*What to work on*.
**a.** Copy the stretch of the literature review on older adults' active travel from "In addition to" through "2019; Zhang et al., 2016).".
**b.** In two sentences, summarize the literature review on older adults' active travel.
**c.** According to the literature review on older adults' active travel, do elderly people aged 75 and above walk or cycle more frequently?

*Document passage*.
——————————
In the literature, socio-demographic characteristics and built environment factors are often used to explain active travel of older adults (Cheng et al., 2019, Cheng et al., 2020; Yang et al., 2018, Yang et al., 2021). Significant heterogeneity among older adults in active travel patterns has been demonstrated, varying by individual attributes (e.g., age, gender, work status), and household attributes, such as the number of household members, and availability of transport resources. Age is negatively related to older adults' trip generation (Böcker et al., 2017; Yang et al., 2018). Prins et al. (2014) indicated that elderly aged 75 and above walk more frequently than cycling, while the opposite occurs for those aged under 75. Older females are observed to generate more and shorter active trips (Cheng et al., 2019). Cheng et al. (2019) also uncovered that education level negatively influences active trip making. A similar finding has been noted by a study in the Netherlands that high educated seniors tend to be less likely to ride active modes (Schwanen et al., 2001). A recent study in China also indicates that older people holding a driver license prefer to make a longer active trip (Cheng et al., 2019). Furthermore, having a job has been found to be negatively associated with older people’ active travel (Schwanen et al., 2001).

In addition to the effects of individual characteristics, household attributes also exert significant effects on active travel behaviour of older adults. Studies in China have revealed a negative effect of larger households on active travel among older people (Cheng et al., 2019; Z. Liu et al., 2021a, Liu et al., 2021b). Yang et al. (2018) and Cheng et al. (2019) both reported that older adults with higher household income level conduct more active trips. With regard to availability of transport resources, studies in the U.S. (Yang et al., 2018), the Netherlands (Böcker et al., 2017), and China (Cheng et al., 2019) revealed that car ownership poses a significant negative effect on active travel among older adults. Unsurprisingly, bicycle ownership has a significant positive impact on active travel (in particular, cycling) among older adults (Cheng et al., 2019; Zhang et al., 2016).

Relationship between built environment and active travel among older adults has also been detected in previous research, wherein the D factors have been of particular interest, including density, diversity (e.g., land use mixture) and design (e.g., neighbourhood design) (Cervero and Kockelman, 1997) and later, distance to public transport, and destination accessibility (Ewing and Cervero, 2010).From the findings, a recurrent observation appears to be that the probability of active travel use by older people tends to be higher in denser, and more diverse urbanised surroundings (Cheng et al., 2019; Hatamzadeh and Hosseinzadeh, 2020; Zhang et al., 2016). This might be attributed to that areas with the high density and mixed land use are associated with better spatial proximity to diverse facilities, allowing walking and cycling to be a feasible alternative, in particular for older people (Moniruzzaman and Páez, 2016). Neighbourhood design has been identified as one important factor influencing active travel for older adults. For example, green residential environment (Kemperman and Timmermans, 2009), availability of gardens and shops (Borst et al., 2009), as well as the presence of pavements (Hess et al., 1999), correlate positively with active travel. Studies by Rodríguez et al. (2009) and Shigematsu et al. (2009) indicated that proximity to destinations/facilities provide an opportunity to promote active travel (in particular, walking) for older people. This finding is illustrated by later studies that older adults are inclined to make an active travel in activity friendly environments to ensure safety and easy access to services and amenities (Borst et al., 2009; Ewing et al., 2015; Hirsch et al., 2014). The findings of effects of distance to public transport on active travel are often positive (Cheng et al., 2019; Yang et al., 2021; Zhang et al., 2016). A possible explanation is that public transport usage requires walking or cycling as a feeder mode (Bopp et al., 2015).
——————————
*Entries supplied*.
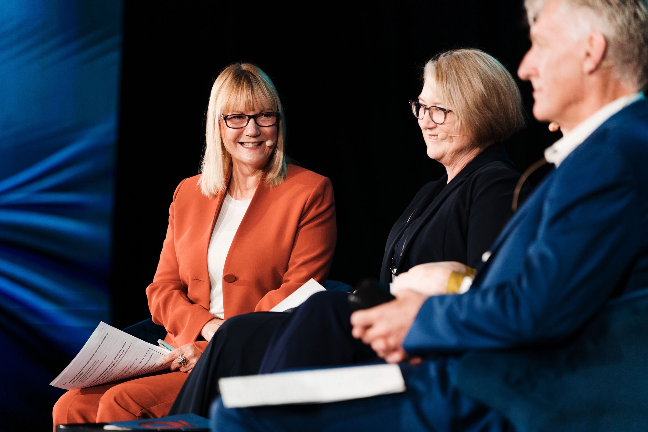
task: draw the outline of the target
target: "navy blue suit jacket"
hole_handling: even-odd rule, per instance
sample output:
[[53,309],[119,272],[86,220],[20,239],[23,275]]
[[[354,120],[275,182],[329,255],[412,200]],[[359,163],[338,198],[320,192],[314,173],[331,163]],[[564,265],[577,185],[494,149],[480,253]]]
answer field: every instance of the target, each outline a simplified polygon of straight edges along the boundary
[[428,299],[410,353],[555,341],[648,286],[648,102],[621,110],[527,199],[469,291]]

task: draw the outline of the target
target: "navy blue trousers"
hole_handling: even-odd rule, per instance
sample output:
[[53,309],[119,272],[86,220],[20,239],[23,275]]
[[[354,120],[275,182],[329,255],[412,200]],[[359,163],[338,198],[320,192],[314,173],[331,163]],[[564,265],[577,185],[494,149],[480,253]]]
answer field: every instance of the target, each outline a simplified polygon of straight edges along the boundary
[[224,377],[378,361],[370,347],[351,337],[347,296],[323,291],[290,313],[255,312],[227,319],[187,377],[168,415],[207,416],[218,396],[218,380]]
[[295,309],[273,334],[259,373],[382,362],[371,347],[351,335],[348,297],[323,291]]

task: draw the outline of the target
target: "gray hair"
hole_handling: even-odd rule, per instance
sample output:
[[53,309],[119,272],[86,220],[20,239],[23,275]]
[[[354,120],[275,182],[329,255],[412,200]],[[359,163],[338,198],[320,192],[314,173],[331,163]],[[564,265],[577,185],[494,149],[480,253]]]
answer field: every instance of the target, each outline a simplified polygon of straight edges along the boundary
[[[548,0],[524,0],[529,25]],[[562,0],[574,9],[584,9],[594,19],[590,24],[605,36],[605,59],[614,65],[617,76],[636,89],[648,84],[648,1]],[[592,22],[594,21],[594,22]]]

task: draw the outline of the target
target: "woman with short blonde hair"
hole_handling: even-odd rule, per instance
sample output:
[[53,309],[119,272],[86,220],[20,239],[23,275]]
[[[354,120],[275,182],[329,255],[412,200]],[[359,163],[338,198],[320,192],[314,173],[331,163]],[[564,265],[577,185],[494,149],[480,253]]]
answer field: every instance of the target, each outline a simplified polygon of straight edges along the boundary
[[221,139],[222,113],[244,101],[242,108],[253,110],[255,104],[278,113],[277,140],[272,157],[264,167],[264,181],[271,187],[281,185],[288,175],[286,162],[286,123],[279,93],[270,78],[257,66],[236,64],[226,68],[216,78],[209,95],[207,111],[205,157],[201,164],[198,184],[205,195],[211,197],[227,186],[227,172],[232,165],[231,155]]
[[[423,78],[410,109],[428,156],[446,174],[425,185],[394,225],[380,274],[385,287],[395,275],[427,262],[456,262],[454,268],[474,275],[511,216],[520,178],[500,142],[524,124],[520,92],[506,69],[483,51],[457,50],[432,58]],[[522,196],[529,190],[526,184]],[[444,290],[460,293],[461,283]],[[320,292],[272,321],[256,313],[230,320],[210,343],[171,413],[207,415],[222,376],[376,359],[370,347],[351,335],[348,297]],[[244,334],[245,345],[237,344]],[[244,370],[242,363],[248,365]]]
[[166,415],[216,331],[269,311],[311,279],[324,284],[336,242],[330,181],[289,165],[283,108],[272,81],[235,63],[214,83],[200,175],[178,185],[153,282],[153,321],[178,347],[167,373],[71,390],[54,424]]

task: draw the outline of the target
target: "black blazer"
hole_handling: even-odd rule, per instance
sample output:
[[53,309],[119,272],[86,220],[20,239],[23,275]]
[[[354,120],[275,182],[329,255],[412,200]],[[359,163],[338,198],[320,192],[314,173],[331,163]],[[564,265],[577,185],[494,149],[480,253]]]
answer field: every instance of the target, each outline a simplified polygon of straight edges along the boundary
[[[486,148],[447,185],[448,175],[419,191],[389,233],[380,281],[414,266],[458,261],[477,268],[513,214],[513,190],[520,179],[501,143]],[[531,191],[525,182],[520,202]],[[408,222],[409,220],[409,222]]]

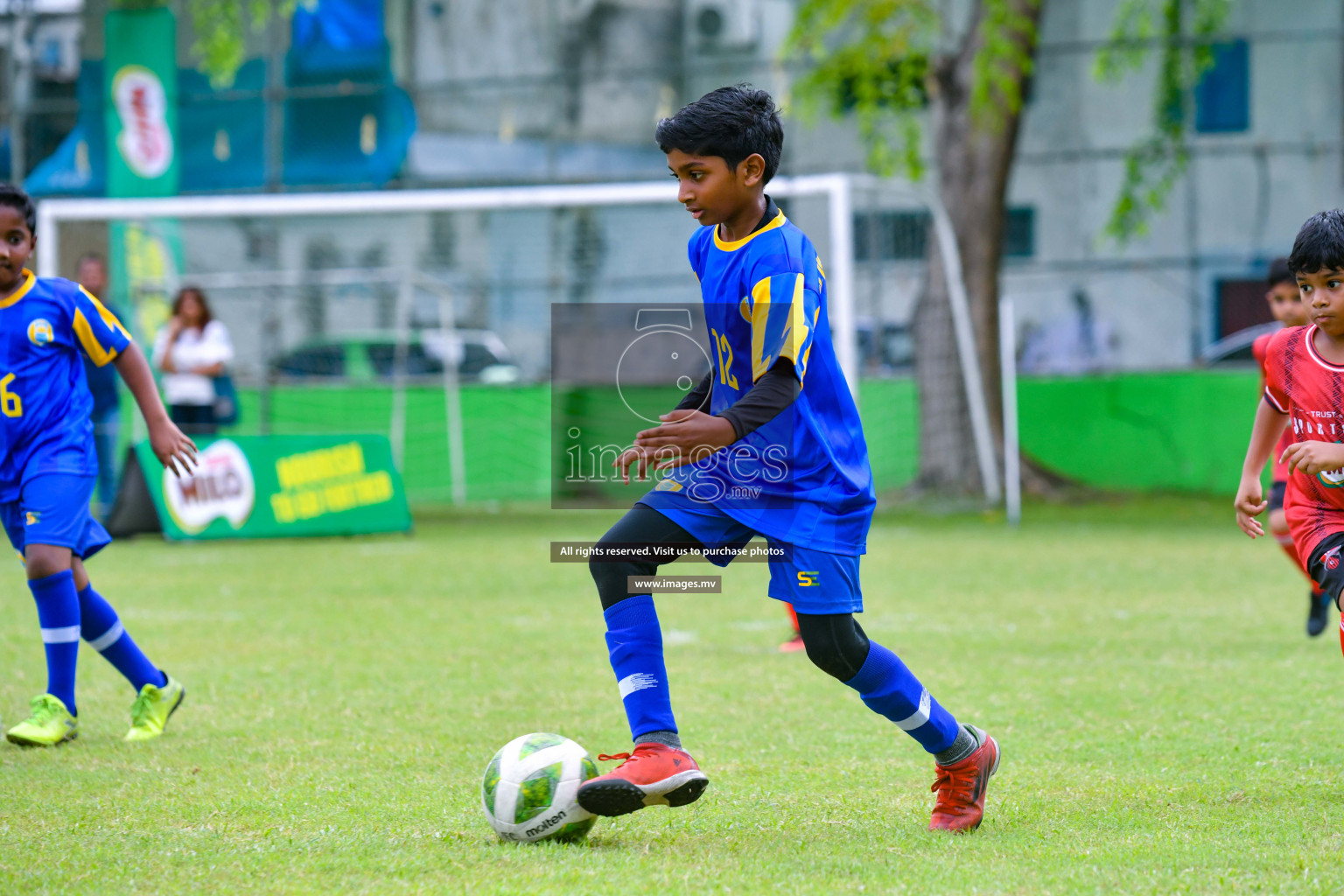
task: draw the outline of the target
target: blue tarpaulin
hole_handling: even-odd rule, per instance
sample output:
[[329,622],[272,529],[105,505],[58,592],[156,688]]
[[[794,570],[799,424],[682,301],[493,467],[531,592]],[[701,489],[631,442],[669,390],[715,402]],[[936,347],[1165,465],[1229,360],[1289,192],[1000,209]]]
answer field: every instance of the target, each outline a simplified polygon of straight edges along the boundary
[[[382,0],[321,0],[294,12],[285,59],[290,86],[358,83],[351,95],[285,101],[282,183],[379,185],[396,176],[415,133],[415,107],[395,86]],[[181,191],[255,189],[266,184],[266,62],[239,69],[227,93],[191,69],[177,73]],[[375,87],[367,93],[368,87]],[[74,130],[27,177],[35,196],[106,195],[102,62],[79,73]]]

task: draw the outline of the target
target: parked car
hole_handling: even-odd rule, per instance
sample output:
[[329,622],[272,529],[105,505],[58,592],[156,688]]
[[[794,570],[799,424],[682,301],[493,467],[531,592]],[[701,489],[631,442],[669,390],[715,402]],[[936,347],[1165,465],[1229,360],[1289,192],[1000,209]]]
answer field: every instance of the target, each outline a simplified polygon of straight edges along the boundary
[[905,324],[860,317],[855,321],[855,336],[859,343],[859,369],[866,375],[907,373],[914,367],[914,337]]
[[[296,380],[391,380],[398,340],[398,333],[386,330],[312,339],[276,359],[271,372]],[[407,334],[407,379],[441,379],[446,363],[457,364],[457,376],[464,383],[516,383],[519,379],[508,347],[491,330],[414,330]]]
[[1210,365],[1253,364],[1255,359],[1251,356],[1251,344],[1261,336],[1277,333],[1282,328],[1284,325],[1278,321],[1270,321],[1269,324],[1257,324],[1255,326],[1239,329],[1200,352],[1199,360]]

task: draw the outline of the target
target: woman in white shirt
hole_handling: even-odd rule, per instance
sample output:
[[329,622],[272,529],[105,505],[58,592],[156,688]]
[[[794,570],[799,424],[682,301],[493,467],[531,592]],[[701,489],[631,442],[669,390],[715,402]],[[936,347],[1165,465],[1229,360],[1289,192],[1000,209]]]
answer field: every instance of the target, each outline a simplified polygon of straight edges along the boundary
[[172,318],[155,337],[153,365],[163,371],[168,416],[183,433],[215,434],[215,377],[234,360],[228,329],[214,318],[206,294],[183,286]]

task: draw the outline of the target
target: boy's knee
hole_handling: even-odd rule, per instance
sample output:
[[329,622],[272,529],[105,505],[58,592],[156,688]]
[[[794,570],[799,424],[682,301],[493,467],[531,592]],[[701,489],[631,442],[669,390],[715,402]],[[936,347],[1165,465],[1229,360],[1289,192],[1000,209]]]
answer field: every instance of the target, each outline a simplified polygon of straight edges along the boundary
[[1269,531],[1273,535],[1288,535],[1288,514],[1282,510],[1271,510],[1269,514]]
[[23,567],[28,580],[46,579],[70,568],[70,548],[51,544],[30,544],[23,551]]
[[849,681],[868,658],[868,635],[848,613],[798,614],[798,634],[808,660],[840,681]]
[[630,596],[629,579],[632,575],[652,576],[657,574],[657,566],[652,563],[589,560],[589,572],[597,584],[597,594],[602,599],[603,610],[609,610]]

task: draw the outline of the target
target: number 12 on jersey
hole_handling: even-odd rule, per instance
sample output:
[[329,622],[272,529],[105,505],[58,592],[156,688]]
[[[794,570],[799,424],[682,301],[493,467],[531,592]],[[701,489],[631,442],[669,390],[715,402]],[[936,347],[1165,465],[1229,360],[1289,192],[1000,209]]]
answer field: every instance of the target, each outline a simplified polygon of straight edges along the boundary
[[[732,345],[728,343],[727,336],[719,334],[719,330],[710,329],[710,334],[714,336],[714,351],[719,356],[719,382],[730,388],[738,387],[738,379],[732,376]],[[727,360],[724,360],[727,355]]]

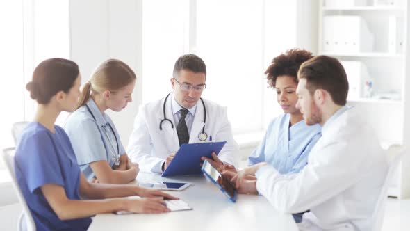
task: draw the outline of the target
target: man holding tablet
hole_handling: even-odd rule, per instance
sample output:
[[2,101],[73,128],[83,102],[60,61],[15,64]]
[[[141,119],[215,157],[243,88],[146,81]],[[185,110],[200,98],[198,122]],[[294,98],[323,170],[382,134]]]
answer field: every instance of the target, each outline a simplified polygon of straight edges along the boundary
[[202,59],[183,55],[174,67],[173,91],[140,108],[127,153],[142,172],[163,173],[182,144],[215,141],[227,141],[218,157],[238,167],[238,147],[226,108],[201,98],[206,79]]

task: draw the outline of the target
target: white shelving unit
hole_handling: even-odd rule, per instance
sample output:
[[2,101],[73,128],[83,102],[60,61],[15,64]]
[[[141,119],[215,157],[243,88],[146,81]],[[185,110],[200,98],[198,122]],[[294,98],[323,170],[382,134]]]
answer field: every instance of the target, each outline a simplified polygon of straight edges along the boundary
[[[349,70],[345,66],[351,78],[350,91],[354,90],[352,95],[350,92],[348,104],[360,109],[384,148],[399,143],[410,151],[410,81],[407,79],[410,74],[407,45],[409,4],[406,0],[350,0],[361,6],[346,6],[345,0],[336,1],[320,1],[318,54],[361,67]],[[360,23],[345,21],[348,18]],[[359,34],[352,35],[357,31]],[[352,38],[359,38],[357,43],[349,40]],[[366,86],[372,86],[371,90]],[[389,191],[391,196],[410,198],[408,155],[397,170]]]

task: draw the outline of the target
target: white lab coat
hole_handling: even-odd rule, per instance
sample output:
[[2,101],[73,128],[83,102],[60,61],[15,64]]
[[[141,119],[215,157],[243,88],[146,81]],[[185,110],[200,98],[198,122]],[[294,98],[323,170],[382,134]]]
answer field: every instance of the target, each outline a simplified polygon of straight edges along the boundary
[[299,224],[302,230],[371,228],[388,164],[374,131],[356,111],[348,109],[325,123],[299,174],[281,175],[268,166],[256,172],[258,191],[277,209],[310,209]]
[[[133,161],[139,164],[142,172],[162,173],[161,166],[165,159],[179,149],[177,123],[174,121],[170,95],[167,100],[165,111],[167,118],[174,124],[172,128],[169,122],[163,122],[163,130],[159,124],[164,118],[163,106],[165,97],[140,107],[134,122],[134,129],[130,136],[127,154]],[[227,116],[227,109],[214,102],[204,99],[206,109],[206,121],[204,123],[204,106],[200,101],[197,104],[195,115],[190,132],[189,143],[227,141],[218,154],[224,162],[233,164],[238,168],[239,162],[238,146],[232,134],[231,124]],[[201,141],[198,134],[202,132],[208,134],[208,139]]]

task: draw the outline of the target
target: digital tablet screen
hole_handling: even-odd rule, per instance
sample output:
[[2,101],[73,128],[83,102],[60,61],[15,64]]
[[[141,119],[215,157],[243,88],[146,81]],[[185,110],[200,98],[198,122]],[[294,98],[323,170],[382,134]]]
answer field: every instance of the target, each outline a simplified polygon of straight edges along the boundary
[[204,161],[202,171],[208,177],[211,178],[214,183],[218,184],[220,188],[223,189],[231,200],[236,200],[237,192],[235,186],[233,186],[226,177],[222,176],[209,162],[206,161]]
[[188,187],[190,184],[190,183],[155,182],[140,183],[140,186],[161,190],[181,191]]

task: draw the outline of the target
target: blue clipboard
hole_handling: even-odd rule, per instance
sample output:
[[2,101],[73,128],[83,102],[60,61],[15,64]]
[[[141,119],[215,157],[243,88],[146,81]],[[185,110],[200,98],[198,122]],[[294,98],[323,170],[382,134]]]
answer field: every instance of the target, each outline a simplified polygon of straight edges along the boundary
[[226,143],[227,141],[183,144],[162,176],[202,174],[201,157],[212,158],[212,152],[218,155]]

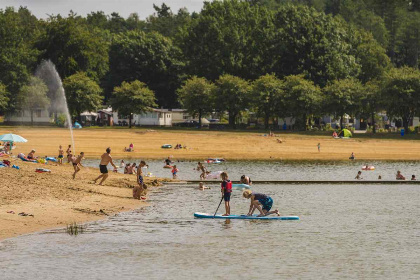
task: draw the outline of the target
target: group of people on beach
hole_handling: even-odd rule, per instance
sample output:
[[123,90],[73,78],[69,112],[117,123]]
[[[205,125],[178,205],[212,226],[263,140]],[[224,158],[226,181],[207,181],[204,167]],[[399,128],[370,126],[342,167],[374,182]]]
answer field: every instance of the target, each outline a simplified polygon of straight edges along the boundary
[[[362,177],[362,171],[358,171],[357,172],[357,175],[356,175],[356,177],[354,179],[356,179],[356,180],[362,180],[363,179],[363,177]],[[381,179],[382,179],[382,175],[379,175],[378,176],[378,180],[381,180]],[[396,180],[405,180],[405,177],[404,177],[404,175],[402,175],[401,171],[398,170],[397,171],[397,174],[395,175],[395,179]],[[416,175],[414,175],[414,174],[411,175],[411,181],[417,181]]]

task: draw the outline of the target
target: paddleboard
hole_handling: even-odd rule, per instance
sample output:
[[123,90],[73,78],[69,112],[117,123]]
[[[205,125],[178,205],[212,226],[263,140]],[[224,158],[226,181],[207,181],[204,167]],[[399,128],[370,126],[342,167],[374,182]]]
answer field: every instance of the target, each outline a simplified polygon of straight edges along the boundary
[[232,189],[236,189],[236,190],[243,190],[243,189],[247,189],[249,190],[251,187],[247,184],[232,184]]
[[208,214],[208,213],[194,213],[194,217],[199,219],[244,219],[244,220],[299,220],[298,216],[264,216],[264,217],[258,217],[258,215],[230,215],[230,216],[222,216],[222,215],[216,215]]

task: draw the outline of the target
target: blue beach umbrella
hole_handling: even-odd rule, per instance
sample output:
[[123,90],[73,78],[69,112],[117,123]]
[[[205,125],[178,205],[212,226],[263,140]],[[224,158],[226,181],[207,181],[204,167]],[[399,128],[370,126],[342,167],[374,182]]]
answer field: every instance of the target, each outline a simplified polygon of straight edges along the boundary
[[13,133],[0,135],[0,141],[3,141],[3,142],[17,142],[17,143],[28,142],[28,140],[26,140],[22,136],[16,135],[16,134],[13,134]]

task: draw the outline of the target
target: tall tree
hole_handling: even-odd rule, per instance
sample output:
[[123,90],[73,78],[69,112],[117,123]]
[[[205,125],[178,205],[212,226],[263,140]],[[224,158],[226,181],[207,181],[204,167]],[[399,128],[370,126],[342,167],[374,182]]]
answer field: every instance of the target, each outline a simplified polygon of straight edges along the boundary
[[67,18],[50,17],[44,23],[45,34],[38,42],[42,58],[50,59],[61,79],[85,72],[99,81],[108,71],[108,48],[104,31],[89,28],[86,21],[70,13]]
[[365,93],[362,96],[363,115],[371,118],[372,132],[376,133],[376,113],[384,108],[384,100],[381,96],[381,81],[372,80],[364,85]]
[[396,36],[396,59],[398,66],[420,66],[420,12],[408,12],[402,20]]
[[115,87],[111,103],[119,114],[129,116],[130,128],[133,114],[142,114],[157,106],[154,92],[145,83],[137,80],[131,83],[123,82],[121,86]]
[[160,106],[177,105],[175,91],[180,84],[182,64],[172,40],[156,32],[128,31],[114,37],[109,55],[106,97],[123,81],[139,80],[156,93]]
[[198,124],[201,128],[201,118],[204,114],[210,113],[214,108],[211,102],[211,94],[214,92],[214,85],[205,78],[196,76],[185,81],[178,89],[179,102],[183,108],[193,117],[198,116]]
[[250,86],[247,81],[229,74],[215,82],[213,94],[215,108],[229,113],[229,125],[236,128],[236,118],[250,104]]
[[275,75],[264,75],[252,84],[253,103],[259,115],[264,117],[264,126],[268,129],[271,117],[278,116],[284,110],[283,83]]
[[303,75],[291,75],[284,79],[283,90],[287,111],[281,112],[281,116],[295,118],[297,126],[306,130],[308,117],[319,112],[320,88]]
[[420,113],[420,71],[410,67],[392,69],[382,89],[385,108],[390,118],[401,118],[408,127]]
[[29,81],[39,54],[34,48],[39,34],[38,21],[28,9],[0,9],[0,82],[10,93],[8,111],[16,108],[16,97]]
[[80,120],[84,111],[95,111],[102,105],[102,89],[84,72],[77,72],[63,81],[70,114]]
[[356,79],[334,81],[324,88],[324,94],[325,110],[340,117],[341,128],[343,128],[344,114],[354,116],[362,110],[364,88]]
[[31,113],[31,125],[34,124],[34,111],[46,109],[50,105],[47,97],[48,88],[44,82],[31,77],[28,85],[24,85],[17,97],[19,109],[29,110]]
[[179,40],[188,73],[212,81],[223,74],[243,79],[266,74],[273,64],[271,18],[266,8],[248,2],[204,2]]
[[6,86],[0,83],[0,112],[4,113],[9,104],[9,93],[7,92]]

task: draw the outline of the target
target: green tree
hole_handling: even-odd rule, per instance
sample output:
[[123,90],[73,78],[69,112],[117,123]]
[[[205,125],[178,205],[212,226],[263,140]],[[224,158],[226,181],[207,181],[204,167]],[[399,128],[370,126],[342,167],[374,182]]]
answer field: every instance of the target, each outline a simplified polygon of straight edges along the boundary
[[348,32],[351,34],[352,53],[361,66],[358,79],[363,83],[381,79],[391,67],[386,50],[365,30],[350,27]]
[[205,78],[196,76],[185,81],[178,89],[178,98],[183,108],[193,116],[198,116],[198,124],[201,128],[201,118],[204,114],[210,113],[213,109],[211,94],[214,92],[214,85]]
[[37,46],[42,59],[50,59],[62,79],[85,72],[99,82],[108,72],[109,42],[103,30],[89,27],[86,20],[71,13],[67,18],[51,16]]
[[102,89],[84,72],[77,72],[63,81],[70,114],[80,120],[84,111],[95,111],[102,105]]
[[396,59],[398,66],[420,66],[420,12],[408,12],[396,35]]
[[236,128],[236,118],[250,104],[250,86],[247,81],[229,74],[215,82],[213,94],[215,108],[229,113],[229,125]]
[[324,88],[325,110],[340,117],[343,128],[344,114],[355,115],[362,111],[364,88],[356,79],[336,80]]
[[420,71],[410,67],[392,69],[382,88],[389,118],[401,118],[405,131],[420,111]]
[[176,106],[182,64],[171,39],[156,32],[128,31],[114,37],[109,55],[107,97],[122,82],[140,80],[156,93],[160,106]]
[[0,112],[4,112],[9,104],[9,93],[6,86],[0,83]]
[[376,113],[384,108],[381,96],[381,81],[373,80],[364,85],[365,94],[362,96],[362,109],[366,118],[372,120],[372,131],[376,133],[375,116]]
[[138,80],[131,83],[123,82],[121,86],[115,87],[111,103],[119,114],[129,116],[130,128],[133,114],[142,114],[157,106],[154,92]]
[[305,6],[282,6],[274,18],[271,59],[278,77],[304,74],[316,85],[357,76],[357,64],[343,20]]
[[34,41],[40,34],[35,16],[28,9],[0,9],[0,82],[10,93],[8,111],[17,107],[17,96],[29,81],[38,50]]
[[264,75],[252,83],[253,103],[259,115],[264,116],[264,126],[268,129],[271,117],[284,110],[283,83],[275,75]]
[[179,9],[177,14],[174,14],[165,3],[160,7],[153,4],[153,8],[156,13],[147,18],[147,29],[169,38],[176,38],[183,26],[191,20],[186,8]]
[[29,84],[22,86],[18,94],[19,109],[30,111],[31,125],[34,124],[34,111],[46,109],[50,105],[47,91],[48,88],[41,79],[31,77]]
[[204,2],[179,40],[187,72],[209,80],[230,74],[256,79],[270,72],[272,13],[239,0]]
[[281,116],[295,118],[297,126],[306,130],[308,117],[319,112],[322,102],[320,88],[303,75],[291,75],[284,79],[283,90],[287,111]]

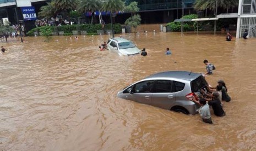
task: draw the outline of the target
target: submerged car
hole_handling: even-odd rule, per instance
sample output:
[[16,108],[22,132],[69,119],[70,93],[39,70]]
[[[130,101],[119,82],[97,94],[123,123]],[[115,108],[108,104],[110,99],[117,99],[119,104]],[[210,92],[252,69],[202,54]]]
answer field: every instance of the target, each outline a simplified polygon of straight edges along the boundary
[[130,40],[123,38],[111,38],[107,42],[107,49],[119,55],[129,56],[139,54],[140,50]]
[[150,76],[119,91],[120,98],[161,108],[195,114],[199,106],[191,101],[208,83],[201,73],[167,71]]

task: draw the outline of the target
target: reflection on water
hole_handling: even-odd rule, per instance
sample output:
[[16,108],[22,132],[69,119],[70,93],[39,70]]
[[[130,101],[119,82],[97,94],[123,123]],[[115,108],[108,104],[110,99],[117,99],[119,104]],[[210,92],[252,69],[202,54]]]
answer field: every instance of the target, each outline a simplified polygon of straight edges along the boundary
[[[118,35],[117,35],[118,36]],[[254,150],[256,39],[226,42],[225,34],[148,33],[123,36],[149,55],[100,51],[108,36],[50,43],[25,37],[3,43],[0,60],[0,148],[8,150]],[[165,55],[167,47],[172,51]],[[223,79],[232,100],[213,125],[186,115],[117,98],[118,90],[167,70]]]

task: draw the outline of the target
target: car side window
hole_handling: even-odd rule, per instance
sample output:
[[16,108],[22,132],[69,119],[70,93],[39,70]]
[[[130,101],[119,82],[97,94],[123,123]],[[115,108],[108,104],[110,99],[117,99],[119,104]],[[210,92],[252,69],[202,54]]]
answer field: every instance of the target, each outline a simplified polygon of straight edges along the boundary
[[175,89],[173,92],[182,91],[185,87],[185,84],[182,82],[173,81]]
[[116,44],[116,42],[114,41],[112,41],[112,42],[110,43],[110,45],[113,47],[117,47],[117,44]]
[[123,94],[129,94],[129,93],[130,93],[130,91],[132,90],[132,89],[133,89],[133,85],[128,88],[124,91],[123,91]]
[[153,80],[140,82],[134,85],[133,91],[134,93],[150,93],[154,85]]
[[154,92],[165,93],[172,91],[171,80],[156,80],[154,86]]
——————————
*Per-task answers*.
**a.**
In addition to the effects of individual characteristics, household attributes also exert significant effects on active travel behaviour of older adults. Studies in China have revealed a negative effect of larger households on active travel among older people (Cheng et al., 2019; Z. Liu et al., 2021a, Liu et al., 2021b). Yang et al. (2018) and Cheng et al. (2019) both reported that older adults with higher household income level conduct more active trips. With regard to availability of transport resources, studies in the U.S. (Yang et al., 2018), the Netherlands (Böcker et al., 2017), and China (Cheng et al., 2019) revealed that car ownership poses a significant negative effect on active travel among older adults. Unsurprisingly, bicycle ownership has a significant positive impact on active travel (in particular, cycling) among older adults (Cheng et al., 2019; Zhang et al., 2016).

**b.** Research links older adults' active travel to individual traits such as age, gender, education, and work status, and to household traits such as household size, income, and car and bicycle ownership. Built environment factors also matter, with denser, more diverse areas, supportive neighbourhood design, and proximity to destinations tending to be associated with more active travel among older people.

**c.** They walk more frequently than they cycle.